[Records excerpted from a collection]
+--

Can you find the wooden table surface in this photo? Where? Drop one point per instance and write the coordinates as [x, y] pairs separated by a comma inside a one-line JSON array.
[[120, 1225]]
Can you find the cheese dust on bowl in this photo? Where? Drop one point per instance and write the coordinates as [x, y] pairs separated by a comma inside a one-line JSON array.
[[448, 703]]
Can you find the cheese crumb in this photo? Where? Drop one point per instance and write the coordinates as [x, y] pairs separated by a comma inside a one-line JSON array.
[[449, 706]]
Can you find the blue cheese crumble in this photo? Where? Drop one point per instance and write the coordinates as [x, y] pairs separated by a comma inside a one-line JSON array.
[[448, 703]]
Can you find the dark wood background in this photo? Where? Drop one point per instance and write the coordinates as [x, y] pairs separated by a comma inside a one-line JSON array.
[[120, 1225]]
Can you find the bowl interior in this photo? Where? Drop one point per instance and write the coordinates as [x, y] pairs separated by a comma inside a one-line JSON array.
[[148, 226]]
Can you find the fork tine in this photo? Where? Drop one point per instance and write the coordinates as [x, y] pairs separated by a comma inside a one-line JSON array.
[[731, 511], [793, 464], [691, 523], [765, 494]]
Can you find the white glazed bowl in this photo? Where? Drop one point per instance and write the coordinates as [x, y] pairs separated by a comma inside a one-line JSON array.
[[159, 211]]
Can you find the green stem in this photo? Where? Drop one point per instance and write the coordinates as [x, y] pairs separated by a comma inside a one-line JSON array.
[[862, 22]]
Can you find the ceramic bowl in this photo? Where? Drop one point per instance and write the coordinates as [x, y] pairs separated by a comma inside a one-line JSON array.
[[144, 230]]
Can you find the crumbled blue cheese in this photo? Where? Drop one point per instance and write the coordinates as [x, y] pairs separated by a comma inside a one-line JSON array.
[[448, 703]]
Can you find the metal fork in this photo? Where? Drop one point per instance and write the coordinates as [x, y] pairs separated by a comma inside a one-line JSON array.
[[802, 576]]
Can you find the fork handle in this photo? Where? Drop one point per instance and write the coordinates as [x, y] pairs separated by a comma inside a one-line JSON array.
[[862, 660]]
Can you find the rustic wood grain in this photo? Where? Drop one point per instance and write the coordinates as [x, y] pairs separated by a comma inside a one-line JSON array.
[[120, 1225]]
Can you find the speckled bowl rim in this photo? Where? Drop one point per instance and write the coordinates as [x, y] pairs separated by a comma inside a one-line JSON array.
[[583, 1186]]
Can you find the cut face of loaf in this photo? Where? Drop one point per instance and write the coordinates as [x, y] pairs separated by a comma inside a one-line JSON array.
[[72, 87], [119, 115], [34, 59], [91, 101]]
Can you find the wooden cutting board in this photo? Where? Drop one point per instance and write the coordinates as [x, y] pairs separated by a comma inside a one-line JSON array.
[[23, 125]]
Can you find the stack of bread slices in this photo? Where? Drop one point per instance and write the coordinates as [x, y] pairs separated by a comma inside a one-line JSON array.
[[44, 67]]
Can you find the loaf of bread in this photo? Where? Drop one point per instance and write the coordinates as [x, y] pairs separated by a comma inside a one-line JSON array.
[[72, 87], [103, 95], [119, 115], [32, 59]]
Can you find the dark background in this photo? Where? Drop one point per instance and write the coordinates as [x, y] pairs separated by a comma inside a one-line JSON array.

+--

■ TASK PROMPT
Write out every line, unchanged, from the one containing "Can you find the rustic" through the closing line of the data.

■ OUTPUT BELOW
Can you find the rustic wood grain in this photo? Where? Drop one point per instance and write the coordinates as [x, y] pairs separated by a comma inside a one-line JSON array.
[[120, 1225]]
Can you find the speckled bowl rim in this photo? Where? Drop one point per instance and write the coordinates as [x, y] pairs separated by a comma inside a one-line JSON array.
[[583, 1186]]
Can you find the cut face of loaf in this photo? Where? Drop one point per instance and write the coordinates as [x, y] pairs separated by a comma inside a one-line JSON array.
[[72, 87], [119, 115], [34, 59], [91, 101]]
Can you find the wooden cutting board in this photo? Where? Drop one point per instance and write the coordinates as [x, y] pairs separated by a comma inside a one-line JSON array.
[[23, 125]]
Can you find the stack of bread slices in this photo? Where? Drop one point per instance and write the coordinates as [x, y] pairs separated by a comma inside a one-line JSON array.
[[44, 67]]
Can you find the loaf of bread in this photo? Where? Drop one point per instance and write the coordinates as [x, y] pairs separated by a comma inside a one-line JSON array.
[[72, 87], [103, 95], [119, 115], [32, 59]]
Can you find the dark background in this photo? Where? Drop one point per instance and write the coordinates as [x, y] pairs separated by a comma inside a one-line JSON array.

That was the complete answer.